• _Task prompt_
Starting at the beginning of the data below and ending at the line that contains "[587,221,729,712]", copy out every line, the lines of text included, and increase each bounding box coordinate by 20.

• _Extracted records_
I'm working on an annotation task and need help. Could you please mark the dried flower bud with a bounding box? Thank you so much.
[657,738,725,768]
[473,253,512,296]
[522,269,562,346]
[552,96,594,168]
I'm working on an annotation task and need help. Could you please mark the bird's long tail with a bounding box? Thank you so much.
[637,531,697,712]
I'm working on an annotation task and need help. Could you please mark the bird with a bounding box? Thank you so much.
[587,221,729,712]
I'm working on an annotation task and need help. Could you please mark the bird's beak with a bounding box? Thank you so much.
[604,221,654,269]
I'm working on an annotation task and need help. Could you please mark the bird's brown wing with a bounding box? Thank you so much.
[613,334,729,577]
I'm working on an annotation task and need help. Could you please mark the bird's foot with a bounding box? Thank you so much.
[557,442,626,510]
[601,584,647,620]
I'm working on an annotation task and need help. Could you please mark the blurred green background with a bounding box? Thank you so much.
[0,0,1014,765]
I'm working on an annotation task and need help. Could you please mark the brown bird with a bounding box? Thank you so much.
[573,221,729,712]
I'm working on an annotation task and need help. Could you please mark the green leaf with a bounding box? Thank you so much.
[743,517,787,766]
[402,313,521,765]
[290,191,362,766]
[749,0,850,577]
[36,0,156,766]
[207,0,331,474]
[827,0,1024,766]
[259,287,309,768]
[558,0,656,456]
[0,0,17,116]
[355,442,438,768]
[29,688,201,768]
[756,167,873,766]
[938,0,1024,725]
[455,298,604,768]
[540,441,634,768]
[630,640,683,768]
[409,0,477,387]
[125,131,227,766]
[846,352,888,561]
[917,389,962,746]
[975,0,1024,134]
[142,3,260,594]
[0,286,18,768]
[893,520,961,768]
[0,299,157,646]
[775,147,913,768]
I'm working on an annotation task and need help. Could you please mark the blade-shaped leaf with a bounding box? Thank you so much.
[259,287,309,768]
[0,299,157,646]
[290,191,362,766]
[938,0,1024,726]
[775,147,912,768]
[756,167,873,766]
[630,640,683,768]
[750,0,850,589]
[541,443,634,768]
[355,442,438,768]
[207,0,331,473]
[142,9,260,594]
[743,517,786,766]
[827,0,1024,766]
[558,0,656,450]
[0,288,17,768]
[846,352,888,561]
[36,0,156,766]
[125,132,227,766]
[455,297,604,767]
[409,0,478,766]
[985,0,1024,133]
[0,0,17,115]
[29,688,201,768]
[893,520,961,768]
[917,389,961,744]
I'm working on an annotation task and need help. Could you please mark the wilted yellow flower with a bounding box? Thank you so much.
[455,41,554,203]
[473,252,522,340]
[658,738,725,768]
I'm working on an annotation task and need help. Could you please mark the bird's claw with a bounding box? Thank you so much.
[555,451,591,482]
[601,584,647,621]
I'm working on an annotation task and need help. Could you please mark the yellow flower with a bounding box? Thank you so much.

• _Expected answer_
I'm working on an annotation task and need help. Could you please mark the dried flower bud with a bounding box? Thank you so much.
[677,758,745,788]
[493,273,532,316]
[542,289,582,366]
[572,116,614,188]
I'm working on an annotation task and need help. Could you please mark the bird's long tail with a bounding box? Thank you so much.
[657,551,717,732]
I'm working on an annotation task and need help. Could you please mark the bird with a bounding box? Thank you so much.
[607,241,749,732]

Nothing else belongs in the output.